▸ **Exercise aim**: Copy out, word for word, the stretch of the database systems introduction from "- Text - Chapter 3" through "for business purposes.".

▸ **Selection**:
Week 1 - Introduction to Database Systems
Table of Contents
- Welcome
- Data, Information, Knowledge, Wisdom
- File Systems
- Data Redundancy
- Data Repetition
- Data Anomalies
- Databases
- Database Management Systems (DBMSs)
- Data Design
- Database Development Life Cycle
- Summary
Suggested Reading Materials
- Text - Chapter 1 (Before the Advent of Database Systems)
- Text - Chapter 2 (Fundamental Concepts)
- Text - Chapter 3 (Characteristics and Benefits of a Database)
Welcome to Week 1
Welcome to week 1 of DBS211 or DBS610, An Introduction to Database Systems. In this course students will be introduced to data management concepts, database systems and database application programming. Students learn to represent information with a relational database model and manipulate data using structured query language (SQL). Students will also learn the basic concepts of database modelling and the design and development of a new database to be used for business purposes.
Week 1 acts as an introduction to the course in addition to some of the key terms and concepts needed throughout the remainder of the course. After this week you should be able to:
- describe the difference between data and information
- be able to name a variety of file systems and database management systems
- explain why databases are important in software development
- communicate the difference between a database server and a graphical user interface (Oracle vs. SQL Developer)

▸ **Listed entries**:
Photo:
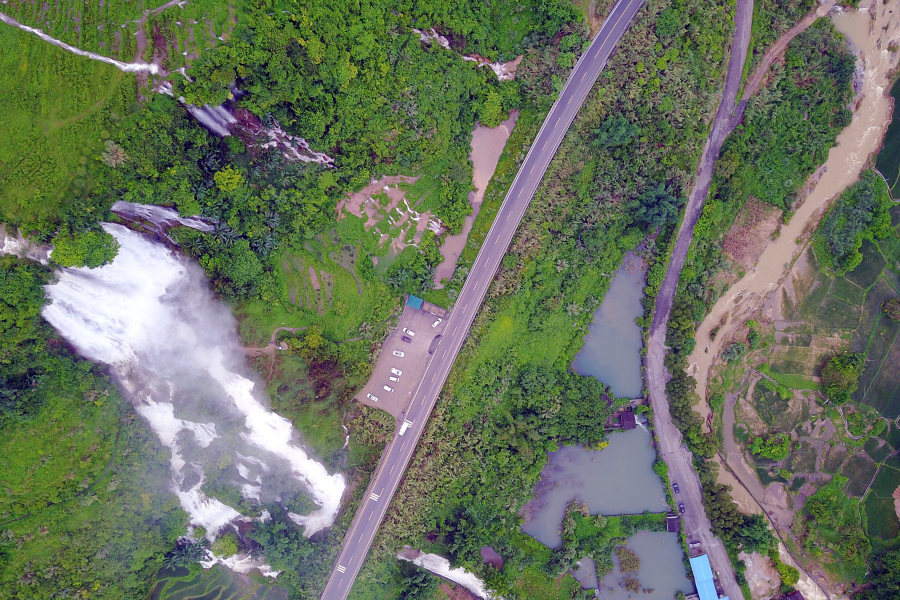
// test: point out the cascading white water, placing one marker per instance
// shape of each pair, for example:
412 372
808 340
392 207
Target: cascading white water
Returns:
161 216
174 349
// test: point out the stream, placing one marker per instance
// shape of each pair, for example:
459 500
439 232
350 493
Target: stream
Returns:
870 38
612 349
173 349
618 479
487 146
122 66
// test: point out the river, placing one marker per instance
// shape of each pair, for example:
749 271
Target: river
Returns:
617 480
870 38
173 349
612 349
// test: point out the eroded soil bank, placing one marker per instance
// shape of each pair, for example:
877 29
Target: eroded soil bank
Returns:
487 146
869 32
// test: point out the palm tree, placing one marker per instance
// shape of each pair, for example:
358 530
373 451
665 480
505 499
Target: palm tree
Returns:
224 234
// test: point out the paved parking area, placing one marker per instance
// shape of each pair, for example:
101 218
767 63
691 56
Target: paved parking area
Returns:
411 364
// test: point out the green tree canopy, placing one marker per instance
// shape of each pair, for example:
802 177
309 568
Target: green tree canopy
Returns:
615 131
656 206
91 249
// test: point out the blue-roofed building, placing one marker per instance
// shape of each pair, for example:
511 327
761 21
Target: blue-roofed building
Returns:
415 302
703 578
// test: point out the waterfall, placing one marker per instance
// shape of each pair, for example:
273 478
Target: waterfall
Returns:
160 216
217 119
173 348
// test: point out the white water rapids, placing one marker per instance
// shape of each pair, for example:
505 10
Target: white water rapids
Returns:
173 347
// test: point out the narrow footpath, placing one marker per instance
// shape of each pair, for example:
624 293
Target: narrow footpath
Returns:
677 457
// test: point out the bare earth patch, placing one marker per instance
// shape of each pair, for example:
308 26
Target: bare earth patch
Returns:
367 204
751 232
761 576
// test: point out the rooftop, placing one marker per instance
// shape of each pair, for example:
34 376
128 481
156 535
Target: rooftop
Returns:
703 578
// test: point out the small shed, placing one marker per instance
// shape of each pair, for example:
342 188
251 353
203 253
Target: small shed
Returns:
673 523
703 578
414 302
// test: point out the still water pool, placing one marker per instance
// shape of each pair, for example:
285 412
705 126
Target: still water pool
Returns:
661 575
617 480
612 349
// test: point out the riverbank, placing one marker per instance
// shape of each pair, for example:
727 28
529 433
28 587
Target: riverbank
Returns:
677 458
870 38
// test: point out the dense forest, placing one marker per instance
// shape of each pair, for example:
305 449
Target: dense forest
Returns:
626 161
360 84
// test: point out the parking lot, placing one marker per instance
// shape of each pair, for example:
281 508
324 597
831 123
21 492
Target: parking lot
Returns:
411 365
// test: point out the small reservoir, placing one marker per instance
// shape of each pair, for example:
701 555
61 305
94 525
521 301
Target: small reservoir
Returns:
617 480
661 574
612 349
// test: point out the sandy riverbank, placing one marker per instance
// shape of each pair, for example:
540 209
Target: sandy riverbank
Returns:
870 36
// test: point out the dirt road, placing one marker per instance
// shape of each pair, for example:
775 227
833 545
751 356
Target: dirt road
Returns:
778 48
676 456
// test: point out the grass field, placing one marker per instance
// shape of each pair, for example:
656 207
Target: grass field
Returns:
882 521
109 28
833 314
48 139
859 470
217 583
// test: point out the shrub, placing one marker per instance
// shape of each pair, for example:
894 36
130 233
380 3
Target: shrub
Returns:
225 545
734 351
775 447
90 249
629 562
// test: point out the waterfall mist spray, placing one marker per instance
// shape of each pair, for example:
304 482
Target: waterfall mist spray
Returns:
173 347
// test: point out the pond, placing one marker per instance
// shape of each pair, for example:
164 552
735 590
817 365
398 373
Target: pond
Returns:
617 480
612 349
661 574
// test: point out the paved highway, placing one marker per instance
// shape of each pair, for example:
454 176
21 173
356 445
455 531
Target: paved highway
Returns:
398 453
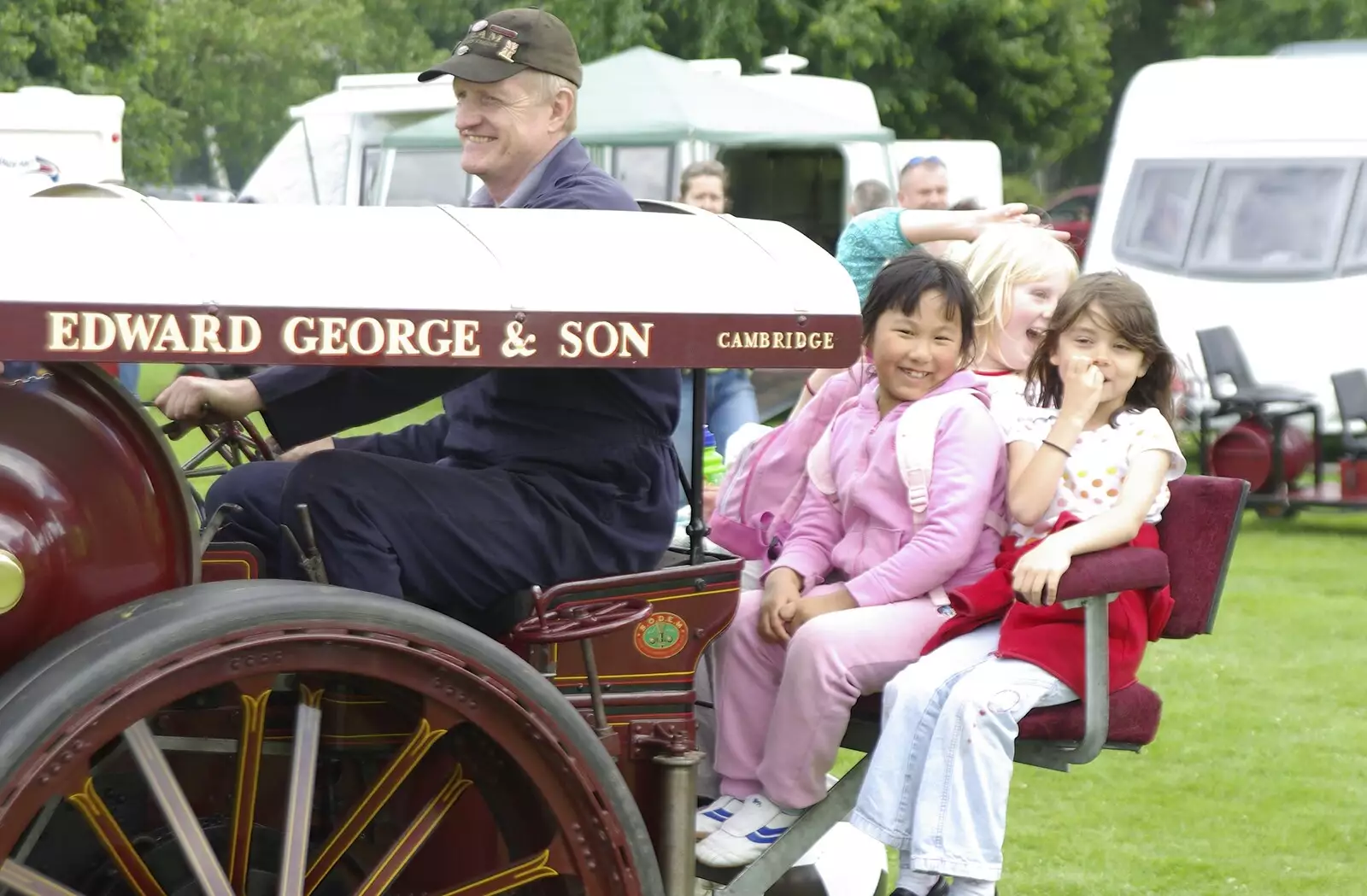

▸ **Full answer**:
- Text - Chapter 3 (Characteristics and Benefits of a Database)
Welcome to Week 1
Welcome to week 1 of DBS211 or DBS610, An Introduction to Database Systems. In this course students will be introduced to data management concepts, database systems and database application programming. Students learn to represent information with a relational database model and manipulate data using structured query language (SQL). Students will also learn the basic concepts of database modelling and the design and development of a new database to be used for business purposes.